The output should be exactly the lines from the one containing "[point] every instance of the green nettle" through the last line of the records, and only those.

(Photo-based referring expression data)
Start of Block

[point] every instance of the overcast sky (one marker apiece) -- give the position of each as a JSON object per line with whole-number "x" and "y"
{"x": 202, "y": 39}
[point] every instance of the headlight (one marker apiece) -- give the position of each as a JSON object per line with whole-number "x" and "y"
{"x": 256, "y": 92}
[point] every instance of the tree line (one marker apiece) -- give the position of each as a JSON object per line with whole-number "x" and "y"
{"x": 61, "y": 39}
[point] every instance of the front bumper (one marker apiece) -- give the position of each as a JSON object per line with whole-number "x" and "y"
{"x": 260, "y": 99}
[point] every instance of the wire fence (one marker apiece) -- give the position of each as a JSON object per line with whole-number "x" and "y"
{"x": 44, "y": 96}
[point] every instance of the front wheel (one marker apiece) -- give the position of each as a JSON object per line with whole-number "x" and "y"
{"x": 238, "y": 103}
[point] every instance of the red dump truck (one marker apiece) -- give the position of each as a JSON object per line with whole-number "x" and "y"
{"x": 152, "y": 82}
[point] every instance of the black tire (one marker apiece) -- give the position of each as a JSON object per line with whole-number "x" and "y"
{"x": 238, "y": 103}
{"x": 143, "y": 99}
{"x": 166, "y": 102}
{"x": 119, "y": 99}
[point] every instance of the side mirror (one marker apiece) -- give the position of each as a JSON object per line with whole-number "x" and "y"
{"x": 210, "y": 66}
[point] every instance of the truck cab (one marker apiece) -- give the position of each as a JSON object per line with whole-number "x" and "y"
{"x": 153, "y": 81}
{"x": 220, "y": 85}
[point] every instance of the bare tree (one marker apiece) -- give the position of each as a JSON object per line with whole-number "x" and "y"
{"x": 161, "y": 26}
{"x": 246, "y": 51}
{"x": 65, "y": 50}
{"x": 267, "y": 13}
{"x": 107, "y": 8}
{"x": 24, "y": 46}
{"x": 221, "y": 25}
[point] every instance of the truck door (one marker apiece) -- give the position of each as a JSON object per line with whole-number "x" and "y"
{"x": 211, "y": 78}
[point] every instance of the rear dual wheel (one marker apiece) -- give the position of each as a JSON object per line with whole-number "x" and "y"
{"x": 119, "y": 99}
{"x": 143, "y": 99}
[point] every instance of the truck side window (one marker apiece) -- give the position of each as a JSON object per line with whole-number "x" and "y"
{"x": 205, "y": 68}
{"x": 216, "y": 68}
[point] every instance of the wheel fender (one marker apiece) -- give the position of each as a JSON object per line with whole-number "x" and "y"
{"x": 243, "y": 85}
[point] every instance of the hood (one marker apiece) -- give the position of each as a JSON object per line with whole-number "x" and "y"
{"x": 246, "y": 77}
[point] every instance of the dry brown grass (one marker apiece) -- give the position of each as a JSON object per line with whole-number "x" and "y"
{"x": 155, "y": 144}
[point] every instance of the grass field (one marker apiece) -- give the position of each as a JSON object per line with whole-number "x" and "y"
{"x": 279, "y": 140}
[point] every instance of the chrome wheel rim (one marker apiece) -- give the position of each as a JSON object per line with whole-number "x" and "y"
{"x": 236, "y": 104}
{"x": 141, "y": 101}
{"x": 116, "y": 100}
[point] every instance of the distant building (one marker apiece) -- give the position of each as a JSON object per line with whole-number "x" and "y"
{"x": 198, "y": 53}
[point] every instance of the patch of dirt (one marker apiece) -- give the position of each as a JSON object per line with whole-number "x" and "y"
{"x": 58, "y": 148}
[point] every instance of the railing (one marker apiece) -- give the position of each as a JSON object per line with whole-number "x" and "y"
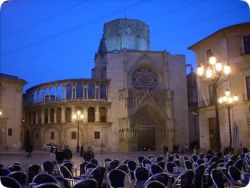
{"x": 67, "y": 90}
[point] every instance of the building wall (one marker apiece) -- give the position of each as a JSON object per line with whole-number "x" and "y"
{"x": 11, "y": 107}
{"x": 177, "y": 84}
{"x": 228, "y": 47}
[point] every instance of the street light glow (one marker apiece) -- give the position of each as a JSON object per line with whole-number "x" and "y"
{"x": 200, "y": 70}
{"x": 218, "y": 67}
{"x": 227, "y": 69}
{"x": 213, "y": 73}
{"x": 212, "y": 60}
{"x": 209, "y": 73}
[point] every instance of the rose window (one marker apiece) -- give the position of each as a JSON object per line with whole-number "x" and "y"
{"x": 144, "y": 78}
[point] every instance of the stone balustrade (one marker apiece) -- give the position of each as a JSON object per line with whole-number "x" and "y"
{"x": 67, "y": 90}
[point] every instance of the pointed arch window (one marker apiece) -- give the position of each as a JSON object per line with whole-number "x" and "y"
{"x": 144, "y": 79}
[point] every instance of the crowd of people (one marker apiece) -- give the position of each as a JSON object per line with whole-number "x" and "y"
{"x": 65, "y": 153}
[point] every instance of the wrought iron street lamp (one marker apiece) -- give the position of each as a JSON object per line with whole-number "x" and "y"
{"x": 213, "y": 74}
{"x": 78, "y": 117}
{"x": 229, "y": 100}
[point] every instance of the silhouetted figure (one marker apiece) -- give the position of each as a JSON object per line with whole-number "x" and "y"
{"x": 51, "y": 151}
{"x": 59, "y": 156}
{"x": 67, "y": 153}
{"x": 81, "y": 151}
{"x": 89, "y": 154}
{"x": 29, "y": 150}
{"x": 165, "y": 150}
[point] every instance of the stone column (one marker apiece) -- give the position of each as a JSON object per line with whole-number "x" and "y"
{"x": 97, "y": 114}
{"x": 44, "y": 93}
{"x": 49, "y": 115}
{"x": 43, "y": 117}
{"x": 75, "y": 92}
{"x": 37, "y": 95}
{"x": 87, "y": 91}
{"x": 55, "y": 118}
{"x": 85, "y": 114}
{"x": 63, "y": 90}
{"x": 49, "y": 92}
{"x": 73, "y": 111}
{"x": 83, "y": 91}
{"x": 72, "y": 93}
{"x": 37, "y": 118}
{"x": 31, "y": 118}
{"x": 63, "y": 114}
{"x": 32, "y": 97}
{"x": 96, "y": 91}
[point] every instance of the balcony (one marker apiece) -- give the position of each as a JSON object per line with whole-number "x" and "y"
{"x": 67, "y": 90}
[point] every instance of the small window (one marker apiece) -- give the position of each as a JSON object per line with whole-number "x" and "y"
{"x": 52, "y": 135}
{"x": 248, "y": 87}
{"x": 211, "y": 95}
{"x": 9, "y": 132}
{"x": 37, "y": 135}
{"x": 97, "y": 134}
{"x": 209, "y": 53}
{"x": 246, "y": 44}
{"x": 73, "y": 135}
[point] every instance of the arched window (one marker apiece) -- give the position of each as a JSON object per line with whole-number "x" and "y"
{"x": 59, "y": 115}
{"x": 46, "y": 118}
{"x": 144, "y": 79}
{"x": 103, "y": 113}
{"x": 52, "y": 115}
{"x": 91, "y": 114}
{"x": 68, "y": 115}
{"x": 103, "y": 91}
{"x": 91, "y": 91}
{"x": 79, "y": 91}
{"x": 69, "y": 91}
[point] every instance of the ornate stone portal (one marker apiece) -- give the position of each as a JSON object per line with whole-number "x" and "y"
{"x": 136, "y": 99}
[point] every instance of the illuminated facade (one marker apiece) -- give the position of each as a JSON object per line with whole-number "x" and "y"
{"x": 230, "y": 45}
{"x": 10, "y": 112}
{"x": 136, "y": 99}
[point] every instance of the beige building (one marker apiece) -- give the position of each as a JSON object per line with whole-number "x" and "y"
{"x": 10, "y": 112}
{"x": 230, "y": 45}
{"x": 136, "y": 99}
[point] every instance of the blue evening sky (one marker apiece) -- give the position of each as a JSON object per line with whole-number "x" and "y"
{"x": 48, "y": 40}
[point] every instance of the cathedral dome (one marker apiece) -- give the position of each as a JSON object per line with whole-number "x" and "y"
{"x": 125, "y": 33}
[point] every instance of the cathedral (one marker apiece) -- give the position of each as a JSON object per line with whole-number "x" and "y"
{"x": 135, "y": 100}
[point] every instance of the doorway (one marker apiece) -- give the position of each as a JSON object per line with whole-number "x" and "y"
{"x": 146, "y": 138}
{"x": 212, "y": 132}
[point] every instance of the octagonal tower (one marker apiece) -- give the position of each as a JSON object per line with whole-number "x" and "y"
{"x": 131, "y": 34}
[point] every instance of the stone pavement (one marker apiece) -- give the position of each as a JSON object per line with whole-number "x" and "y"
{"x": 8, "y": 157}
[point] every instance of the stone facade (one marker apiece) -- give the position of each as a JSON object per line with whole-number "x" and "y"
{"x": 142, "y": 94}
{"x": 11, "y": 112}
{"x": 193, "y": 114}
{"x": 230, "y": 45}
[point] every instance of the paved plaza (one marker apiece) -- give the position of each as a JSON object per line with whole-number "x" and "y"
{"x": 7, "y": 158}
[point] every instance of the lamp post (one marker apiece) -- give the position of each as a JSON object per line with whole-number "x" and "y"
{"x": 228, "y": 100}
{"x": 213, "y": 74}
{"x": 78, "y": 117}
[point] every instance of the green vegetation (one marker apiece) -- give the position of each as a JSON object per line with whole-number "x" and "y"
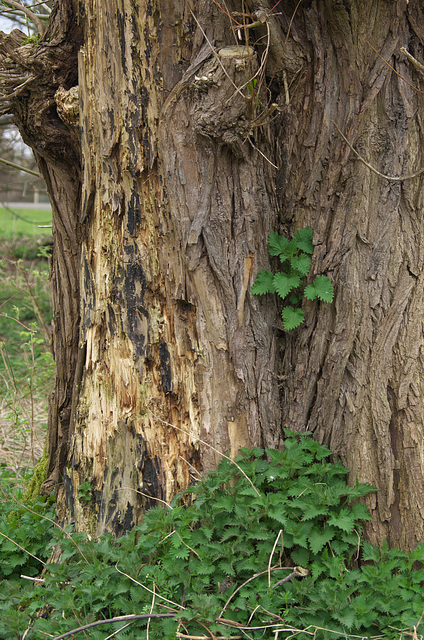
{"x": 26, "y": 364}
{"x": 290, "y": 281}
{"x": 21, "y": 223}
{"x": 269, "y": 547}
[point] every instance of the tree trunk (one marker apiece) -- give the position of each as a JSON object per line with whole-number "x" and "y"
{"x": 194, "y": 146}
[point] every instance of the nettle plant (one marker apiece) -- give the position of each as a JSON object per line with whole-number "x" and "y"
{"x": 289, "y": 283}
{"x": 267, "y": 548}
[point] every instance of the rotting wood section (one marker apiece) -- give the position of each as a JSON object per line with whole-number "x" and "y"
{"x": 168, "y": 332}
{"x": 171, "y": 228}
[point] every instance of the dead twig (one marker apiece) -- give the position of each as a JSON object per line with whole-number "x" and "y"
{"x": 373, "y": 169}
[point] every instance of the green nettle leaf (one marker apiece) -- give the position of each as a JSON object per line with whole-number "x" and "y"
{"x": 321, "y": 288}
{"x": 277, "y": 244}
{"x": 285, "y": 282}
{"x": 301, "y": 264}
{"x": 292, "y": 318}
{"x": 264, "y": 283}
{"x": 303, "y": 239}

End of Block

Task result:
[point] every instance of the green nettle leaf (one marker apiece) -- give the position of each as a JSON object per line with whole-number "x" and "y"
{"x": 321, "y": 288}
{"x": 277, "y": 244}
{"x": 285, "y": 282}
{"x": 301, "y": 264}
{"x": 292, "y": 318}
{"x": 264, "y": 283}
{"x": 303, "y": 239}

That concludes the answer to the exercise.